Rice farmers look on as they prepare plants in a field near Mai Sariang, Thailand. Thailand is currently the world's top exporter of rice and is the fit larger cultivator of rice in the world.  Rice production takes up 55 per cent of Thailand's arable lan David Longstreath/IRIN
Rice farmers in a field near Mai Sariang, Thailand (Dec 2011)
As Myanmar readies to launch a pilot of its first national census in three decades on 30 March, activists and experts cite a number of challenges ahead of the actual count in 2014.

At the time of the last official census on 31 March 1983, the population of Myanmar was 35,442,972. Current estimates put today’s figure at well over 60 million, including 135 recognized ethnic groups.

“The logistical and security challenges to the process are immense,” David Scott Mathieson, a senior researcher with Human Rights Watch (HRW) who has focused on Myanmar, told IRIN. “Just accessing some of the isolated and persecuted populations will be a huge undertaking, especially in areas where conflict has raged for decades, particularly in Kachin State and, most problematically, in Arakan State.”

In addition to requiring access to conflict-affected areas of the country, census organizers must also work at overcoming some residents’ longstanding distrust of the state; and there could also be funding problems, activists say.

In northern Kachin State, which borders China, the government and the Kachin Independence Army (KIA), which has been fighting for greater autonomy for the past six decades, resumed fighting in June 2011 following the collapse of a 17-year ceasefire.

According to recent estimates by the UN Office for the Coordination of Humanitarian Assistance (OCHA), over 80,000 people have been displaced by conflict in Kachin and Shan states.

A recent report by human rights investigator Tomas Ojea Quintana to the UN Human Rights Council cited continued allegations in Kachin of "attacks against civilian populations, extrajudicial killings, sexual and gender-based violence, arbitrary arrest and detention, as well as torture".

Meanwhile, in western Rakhine State (also known as Arakan), communal violence between Rohingya Muslims and ethnic (mainly Buddhist) Rakhine that erupted almost nine months ago and again last October, has left more than 115,000 displaced, according to Burmese government estimates.

Census, not citizenship

Some 800,000 Rohingya, an ethnic, linguistic and Muslim minority, live in Rakhine State; they are de jure stateless under Burmese law. They have long lacked decent health care, social services and education, and faced state-sanctioned persecution, including targeted restrictions (like family size) and requirements such as unpaid forced labour for security forces, according to activists.

Burmese authorities consider them undocumented immigrants and do not recognize them as citizens or as an ethnic group.

The country’s last two official censuses in 1973 and 1983 did not list them as part of the population.

The government includes the Rohingya in official family registries and gives them temporary registration cards. However, such documents do not mention place of birth and are not considered as evidence of birth in Myanmar.

Mathieson is hopeful the number-counting exercise could have a positive impact. “In many ways the upcoming census could improve the human rights situation, in that it will recognize the citizenship of many people and grant them rights long denied, including stateless people in the eastern and northern borderlands and, hopefully, Rohingya Muslims long denied citizenship.”

Jobs:
1. Reproduce from the Myanmar census article the part that opens with the words containing "The government includes" and closes with "birth in Myanmar.".
2. Answer these questions using the Myanmar census article:
(a) What was Myanmar's population at the last official census on 31 March 1983?
(b) In what month and year did fighting between the government and the Kachin Independence Army resume?
(c) Which two official censuses did not list the Rohingya as part of the population?

Supplied material:
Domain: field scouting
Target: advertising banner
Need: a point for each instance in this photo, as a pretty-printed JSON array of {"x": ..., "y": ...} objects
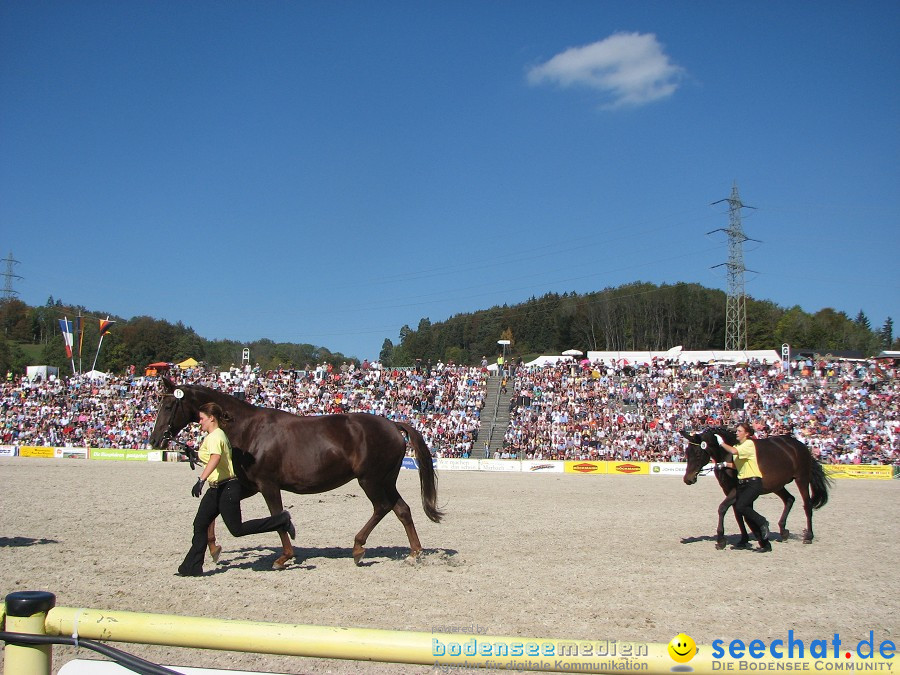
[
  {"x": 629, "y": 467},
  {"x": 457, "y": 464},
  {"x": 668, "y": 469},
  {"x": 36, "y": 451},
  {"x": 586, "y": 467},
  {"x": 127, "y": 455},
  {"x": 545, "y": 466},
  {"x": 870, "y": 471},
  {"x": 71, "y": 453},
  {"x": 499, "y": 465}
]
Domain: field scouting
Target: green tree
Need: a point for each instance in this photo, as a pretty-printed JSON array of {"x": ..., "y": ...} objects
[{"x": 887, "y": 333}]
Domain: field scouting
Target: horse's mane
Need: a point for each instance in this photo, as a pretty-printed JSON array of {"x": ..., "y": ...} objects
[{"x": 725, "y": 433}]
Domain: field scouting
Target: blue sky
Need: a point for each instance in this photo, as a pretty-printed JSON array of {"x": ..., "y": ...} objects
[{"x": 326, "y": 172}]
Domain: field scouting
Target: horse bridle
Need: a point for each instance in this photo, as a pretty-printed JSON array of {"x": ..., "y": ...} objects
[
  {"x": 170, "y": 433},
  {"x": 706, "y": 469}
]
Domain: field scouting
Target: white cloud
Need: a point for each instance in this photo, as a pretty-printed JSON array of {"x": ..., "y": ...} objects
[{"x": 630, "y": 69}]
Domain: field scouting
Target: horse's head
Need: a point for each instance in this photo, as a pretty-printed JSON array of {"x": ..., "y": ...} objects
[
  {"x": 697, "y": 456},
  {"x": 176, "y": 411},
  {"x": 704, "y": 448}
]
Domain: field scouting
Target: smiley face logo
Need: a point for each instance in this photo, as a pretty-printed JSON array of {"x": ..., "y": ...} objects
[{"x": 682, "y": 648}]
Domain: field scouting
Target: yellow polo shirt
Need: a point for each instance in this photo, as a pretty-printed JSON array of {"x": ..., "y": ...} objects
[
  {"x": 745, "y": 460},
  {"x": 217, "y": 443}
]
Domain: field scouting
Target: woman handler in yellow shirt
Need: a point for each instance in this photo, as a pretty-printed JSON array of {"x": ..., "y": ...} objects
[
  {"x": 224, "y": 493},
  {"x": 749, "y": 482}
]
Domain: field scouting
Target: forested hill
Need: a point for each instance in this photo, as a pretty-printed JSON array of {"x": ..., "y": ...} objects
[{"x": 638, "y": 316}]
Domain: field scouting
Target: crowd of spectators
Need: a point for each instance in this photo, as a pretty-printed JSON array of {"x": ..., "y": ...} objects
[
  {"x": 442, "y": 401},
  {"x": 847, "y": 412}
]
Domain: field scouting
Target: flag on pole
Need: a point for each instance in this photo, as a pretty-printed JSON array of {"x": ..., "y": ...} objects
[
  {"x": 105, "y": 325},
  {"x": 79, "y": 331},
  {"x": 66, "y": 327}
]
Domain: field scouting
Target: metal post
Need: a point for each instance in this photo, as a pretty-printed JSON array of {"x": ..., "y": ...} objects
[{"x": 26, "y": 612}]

In response:
1.
The government includes the Rohingya in official family registries and gives them temporary registration cards. However, such documents do not mention place of birth and are not considered as evidence of birth in Myanmar.

2.
(a) 35,442,972
(b) June 2011
(c) The 1973 and 1983 censuses